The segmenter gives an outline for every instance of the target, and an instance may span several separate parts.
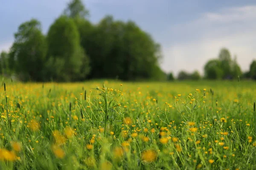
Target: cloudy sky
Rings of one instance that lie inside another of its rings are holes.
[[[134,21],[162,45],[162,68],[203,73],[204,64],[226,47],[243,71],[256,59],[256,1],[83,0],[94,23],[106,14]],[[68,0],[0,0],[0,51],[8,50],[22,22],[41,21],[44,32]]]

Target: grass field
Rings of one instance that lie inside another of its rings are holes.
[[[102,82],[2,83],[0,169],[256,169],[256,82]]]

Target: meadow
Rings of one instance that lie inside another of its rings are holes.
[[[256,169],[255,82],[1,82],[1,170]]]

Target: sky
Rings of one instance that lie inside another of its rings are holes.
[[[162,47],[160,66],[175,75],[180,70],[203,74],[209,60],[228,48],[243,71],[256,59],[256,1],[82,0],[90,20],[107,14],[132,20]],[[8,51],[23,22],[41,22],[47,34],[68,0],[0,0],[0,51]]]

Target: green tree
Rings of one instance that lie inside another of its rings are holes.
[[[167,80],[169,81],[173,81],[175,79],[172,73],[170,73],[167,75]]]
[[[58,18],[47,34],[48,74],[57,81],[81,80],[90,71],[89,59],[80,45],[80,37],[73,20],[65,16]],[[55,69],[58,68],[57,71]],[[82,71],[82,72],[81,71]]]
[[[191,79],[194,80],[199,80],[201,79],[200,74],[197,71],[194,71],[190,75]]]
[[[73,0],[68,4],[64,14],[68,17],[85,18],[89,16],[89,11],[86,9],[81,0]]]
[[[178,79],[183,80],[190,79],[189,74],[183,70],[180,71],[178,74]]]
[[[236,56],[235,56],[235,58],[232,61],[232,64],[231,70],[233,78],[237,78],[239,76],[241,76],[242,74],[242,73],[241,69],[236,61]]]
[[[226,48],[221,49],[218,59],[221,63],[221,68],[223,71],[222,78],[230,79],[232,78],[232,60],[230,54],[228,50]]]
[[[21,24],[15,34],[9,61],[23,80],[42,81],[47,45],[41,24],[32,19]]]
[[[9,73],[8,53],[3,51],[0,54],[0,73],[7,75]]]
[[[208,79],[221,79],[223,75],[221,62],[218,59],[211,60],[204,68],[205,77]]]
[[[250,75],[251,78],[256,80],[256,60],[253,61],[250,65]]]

> **Given instruction**
Copy every line of the entries above word for word, in the same order, but leave out the picture.

> **Solution**
The segmenter gives an outline for every instance of the target, and an instance may span several separate parts.
Target: cloudy sky
Rings of one instance that lie inside another of its rings are holes.
[[[134,21],[162,45],[162,68],[203,73],[204,64],[226,47],[243,71],[256,59],[256,1],[83,0],[94,23],[106,14]],[[68,0],[0,0],[0,51],[8,50],[22,22],[41,21],[44,32]]]

Target: grass field
Rings of one instance that lie inside another of its rings are holes.
[[[102,82],[2,83],[0,169],[256,169],[256,82]]]

Target: meadow
Rings of one instance that lie inside another of its rings are holes.
[[[256,169],[255,82],[1,82],[1,170]]]

Target: sky
Rings of one instance that lie inside another of its rings are holes.
[[[162,47],[160,66],[175,75],[180,70],[203,74],[209,60],[228,48],[243,71],[256,59],[256,1],[82,0],[90,20],[107,14],[132,20]],[[8,51],[23,22],[41,22],[47,34],[68,0],[0,0],[0,51]]]

Target: green tree
Rings of one instance that lie inside another of its rings are holes.
[[[167,80],[169,81],[173,81],[175,79],[172,73],[170,73],[167,75]]]
[[[58,18],[47,34],[48,74],[57,81],[81,80],[90,71],[89,59],[80,45],[80,37],[73,20],[65,16]],[[55,69],[58,68],[57,71]],[[82,71],[82,72],[81,71]]]
[[[191,79],[194,80],[199,80],[201,79],[200,74],[197,71],[194,71],[190,75]]]
[[[73,0],[68,4],[64,14],[68,17],[85,18],[89,16],[89,11],[86,9],[81,0]]]
[[[178,79],[183,80],[190,79],[189,74],[183,70],[180,71],[178,74]]]
[[[236,56],[235,56],[235,58],[232,61],[232,64],[231,70],[233,78],[237,78],[239,76],[241,76],[242,74],[242,73],[241,69],[236,61]]]
[[[226,48],[221,49],[218,59],[221,63],[221,68],[223,71],[222,78],[230,79],[232,78],[232,60],[230,54],[228,50]]]
[[[21,24],[15,34],[9,61],[23,80],[42,81],[47,45],[41,24],[32,19]]]
[[[9,73],[8,53],[3,51],[0,54],[0,73],[7,75]]]
[[[208,79],[221,79],[223,75],[221,62],[218,59],[211,60],[204,68],[205,77]]]
[[[250,75],[251,78],[256,80],[256,60],[253,61],[250,65]]]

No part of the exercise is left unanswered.